Problem to work on = Write out all the records exactly, and keep any images out.

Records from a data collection
******

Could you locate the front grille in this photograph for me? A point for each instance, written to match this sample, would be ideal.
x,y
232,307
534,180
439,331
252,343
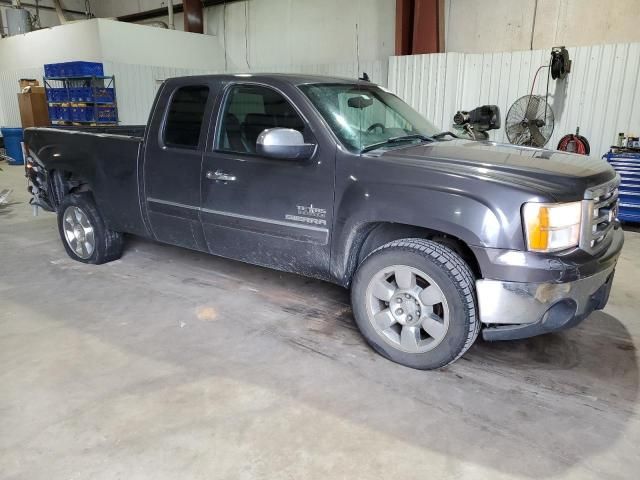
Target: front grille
x,y
599,214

******

Result =
Could you locate the front grille in this photograph for me? A point for each instance, written to match this sample, would be ideal.
x,y
232,307
534,180
439,331
252,343
Target: front grille
x,y
599,214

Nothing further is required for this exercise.